→ **Provided material**
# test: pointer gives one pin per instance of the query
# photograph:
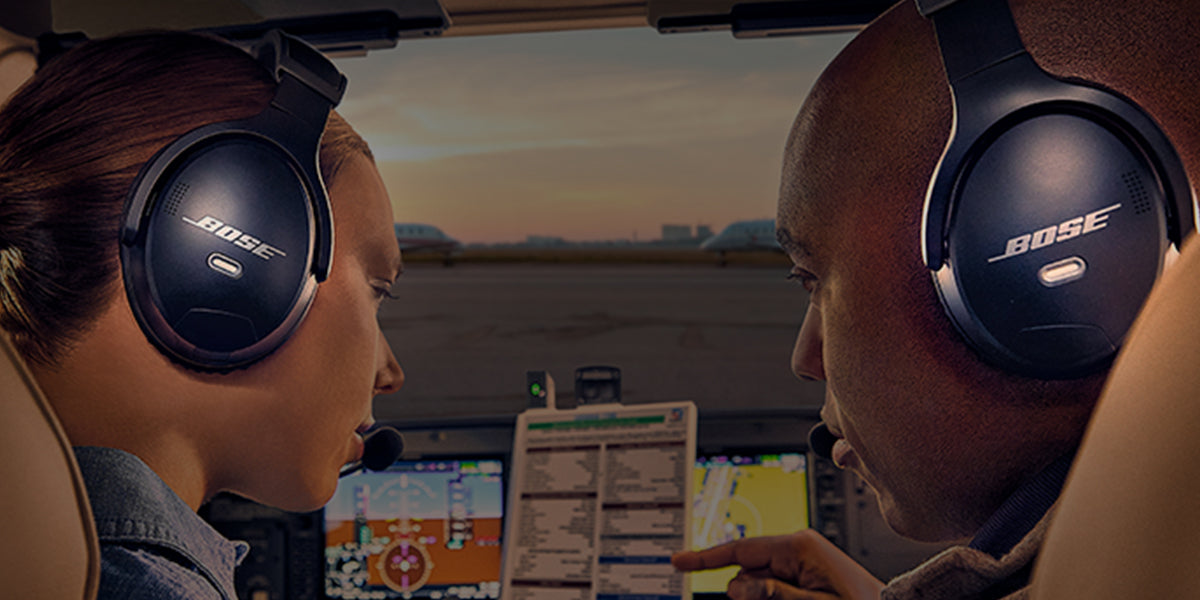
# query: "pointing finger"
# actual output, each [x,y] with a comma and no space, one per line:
[756,587]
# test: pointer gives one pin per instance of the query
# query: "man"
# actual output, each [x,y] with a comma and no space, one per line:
[955,448]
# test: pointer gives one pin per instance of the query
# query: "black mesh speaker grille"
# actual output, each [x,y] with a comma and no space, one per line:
[175,198]
[1138,193]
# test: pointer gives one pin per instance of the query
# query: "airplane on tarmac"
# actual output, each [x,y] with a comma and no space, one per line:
[414,238]
[743,237]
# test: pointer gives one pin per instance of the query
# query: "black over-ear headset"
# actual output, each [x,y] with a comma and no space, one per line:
[228,229]
[1049,215]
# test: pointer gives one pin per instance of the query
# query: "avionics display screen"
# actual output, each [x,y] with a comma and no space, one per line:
[742,496]
[426,529]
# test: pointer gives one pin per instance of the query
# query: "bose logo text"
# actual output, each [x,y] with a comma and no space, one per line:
[1054,234]
[237,237]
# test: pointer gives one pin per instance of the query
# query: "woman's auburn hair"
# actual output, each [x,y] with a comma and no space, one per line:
[72,141]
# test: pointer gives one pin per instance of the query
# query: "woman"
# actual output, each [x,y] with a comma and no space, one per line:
[156,436]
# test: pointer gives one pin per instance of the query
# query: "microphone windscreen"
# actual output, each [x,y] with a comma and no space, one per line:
[821,442]
[382,448]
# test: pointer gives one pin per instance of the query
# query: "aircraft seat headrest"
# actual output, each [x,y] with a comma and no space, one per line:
[49,547]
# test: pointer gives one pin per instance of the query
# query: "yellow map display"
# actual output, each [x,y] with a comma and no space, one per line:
[739,497]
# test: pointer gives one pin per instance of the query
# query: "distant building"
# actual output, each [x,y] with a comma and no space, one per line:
[545,240]
[676,233]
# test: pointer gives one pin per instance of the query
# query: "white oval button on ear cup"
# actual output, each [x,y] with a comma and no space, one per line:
[1062,271]
[225,265]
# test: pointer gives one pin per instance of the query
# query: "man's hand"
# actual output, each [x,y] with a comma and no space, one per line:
[803,565]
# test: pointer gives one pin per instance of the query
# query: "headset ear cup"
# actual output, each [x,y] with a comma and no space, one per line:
[228,229]
[1057,232]
[220,275]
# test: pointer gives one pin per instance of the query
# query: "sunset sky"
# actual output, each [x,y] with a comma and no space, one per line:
[585,135]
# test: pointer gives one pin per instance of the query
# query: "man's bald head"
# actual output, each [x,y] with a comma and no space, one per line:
[868,138]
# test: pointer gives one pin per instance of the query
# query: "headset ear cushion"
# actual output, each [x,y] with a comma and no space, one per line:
[221,271]
[1057,233]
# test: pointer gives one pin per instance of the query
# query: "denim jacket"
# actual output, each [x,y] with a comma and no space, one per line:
[153,545]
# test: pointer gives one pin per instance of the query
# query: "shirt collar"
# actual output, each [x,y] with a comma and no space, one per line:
[1023,510]
[133,504]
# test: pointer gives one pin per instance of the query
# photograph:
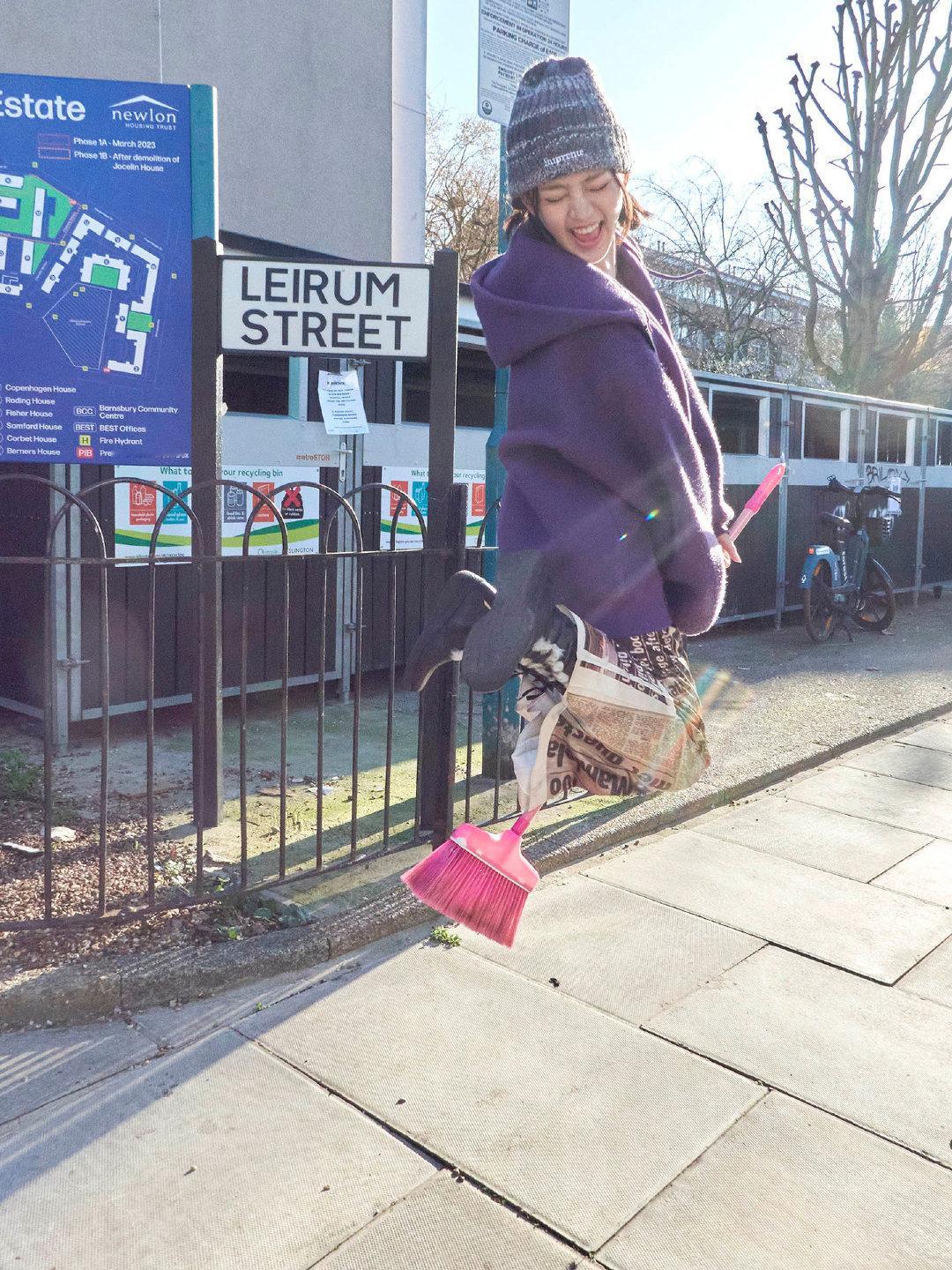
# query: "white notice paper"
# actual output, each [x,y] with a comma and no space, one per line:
[514,34]
[342,404]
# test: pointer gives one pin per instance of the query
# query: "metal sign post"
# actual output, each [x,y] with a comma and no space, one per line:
[446,537]
[207,741]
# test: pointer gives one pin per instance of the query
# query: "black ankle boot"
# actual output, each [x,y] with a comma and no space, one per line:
[461,602]
[521,614]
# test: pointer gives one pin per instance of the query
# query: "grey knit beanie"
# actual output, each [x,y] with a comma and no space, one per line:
[562,122]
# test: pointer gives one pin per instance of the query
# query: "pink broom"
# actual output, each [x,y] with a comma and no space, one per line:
[478,878]
[756,499]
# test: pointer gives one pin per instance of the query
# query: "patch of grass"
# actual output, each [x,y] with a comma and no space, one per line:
[19,779]
[443,935]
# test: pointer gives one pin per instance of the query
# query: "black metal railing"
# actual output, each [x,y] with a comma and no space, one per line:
[343,559]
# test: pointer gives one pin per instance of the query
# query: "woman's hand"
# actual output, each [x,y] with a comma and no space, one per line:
[730,551]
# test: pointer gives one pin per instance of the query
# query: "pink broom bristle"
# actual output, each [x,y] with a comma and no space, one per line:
[469,891]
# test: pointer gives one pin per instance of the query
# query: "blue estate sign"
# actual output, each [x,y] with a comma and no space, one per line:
[95,271]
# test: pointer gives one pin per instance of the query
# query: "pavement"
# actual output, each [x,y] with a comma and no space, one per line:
[725,1045]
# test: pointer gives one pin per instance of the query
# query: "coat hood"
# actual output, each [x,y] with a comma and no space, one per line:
[539,292]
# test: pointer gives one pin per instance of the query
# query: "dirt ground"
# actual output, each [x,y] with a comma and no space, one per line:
[777,698]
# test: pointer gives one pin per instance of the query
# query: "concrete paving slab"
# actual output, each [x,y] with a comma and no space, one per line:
[926,874]
[576,1117]
[792,1186]
[449,1224]
[614,949]
[217,1157]
[925,766]
[932,978]
[46,1064]
[814,836]
[181,1025]
[863,929]
[874,1056]
[933,736]
[909,805]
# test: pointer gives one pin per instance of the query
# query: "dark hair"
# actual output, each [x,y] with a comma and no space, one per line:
[525,213]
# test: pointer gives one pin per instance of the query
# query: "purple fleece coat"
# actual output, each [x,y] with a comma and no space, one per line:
[606,424]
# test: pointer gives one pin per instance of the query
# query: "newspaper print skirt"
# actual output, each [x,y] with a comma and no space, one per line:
[628,723]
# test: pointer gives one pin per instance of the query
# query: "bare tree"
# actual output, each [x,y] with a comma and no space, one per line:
[462,187]
[729,276]
[861,188]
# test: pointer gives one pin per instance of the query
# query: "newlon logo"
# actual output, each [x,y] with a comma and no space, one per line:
[145,112]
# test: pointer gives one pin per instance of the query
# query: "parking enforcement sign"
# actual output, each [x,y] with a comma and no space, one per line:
[514,34]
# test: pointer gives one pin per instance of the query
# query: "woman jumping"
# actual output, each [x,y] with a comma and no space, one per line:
[612,527]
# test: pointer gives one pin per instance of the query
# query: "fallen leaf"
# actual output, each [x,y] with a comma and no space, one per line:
[22,848]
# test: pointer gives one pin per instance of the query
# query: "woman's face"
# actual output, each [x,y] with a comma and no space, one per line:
[582,213]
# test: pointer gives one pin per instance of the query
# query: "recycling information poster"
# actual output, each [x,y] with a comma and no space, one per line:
[138,507]
[95,271]
[415,482]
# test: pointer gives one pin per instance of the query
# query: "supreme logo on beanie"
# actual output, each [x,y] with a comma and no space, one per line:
[562,122]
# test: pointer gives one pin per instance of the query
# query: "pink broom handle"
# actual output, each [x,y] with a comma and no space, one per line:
[524,820]
[756,499]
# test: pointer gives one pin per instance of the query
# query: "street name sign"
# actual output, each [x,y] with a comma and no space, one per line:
[514,34]
[95,271]
[325,309]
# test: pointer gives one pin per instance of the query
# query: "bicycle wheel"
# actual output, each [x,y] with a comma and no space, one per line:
[818,603]
[877,601]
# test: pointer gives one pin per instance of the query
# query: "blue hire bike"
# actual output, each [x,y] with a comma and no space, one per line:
[842,580]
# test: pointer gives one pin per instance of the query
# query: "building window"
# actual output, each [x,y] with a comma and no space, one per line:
[475,390]
[415,406]
[257,385]
[891,438]
[822,427]
[736,418]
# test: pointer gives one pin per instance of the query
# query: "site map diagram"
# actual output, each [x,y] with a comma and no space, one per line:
[95,288]
[95,303]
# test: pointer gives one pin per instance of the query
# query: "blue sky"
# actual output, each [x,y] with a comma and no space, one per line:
[686,77]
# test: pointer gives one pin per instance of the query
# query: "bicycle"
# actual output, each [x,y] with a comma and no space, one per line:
[842,579]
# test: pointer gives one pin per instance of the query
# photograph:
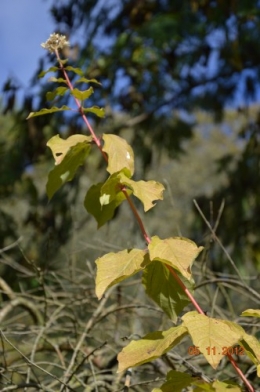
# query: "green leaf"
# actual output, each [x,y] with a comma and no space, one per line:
[65,171]
[84,80]
[176,381]
[58,91]
[150,347]
[112,268]
[60,147]
[110,189]
[177,252]
[92,203]
[78,71]
[164,290]
[48,111]
[82,95]
[211,336]
[120,154]
[251,313]
[100,112]
[51,69]
[146,191]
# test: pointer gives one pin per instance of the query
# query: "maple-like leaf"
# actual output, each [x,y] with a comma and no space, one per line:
[112,268]
[178,252]
[150,347]
[120,154]
[146,191]
[60,147]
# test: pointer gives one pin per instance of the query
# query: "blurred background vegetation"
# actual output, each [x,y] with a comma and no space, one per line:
[180,81]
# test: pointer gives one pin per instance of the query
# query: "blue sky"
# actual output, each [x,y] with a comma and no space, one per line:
[24,25]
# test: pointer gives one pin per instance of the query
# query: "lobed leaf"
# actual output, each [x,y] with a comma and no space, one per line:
[251,313]
[58,91]
[57,80]
[150,347]
[84,80]
[102,213]
[215,386]
[77,71]
[51,69]
[112,268]
[252,348]
[211,335]
[146,191]
[65,171]
[60,147]
[48,111]
[82,95]
[177,252]
[100,112]
[164,290]
[120,154]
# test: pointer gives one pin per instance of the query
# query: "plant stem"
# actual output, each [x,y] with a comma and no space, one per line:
[84,117]
[140,222]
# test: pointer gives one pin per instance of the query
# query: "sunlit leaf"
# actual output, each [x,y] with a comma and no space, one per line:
[251,313]
[211,335]
[82,95]
[164,290]
[251,346]
[51,69]
[57,80]
[146,191]
[100,112]
[84,80]
[92,203]
[66,170]
[58,91]
[150,347]
[115,267]
[60,147]
[48,111]
[177,252]
[77,71]
[120,154]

→ **What to do**
Count the lines above that contain the word "beanie", and give only that number.

→ **Response below**
2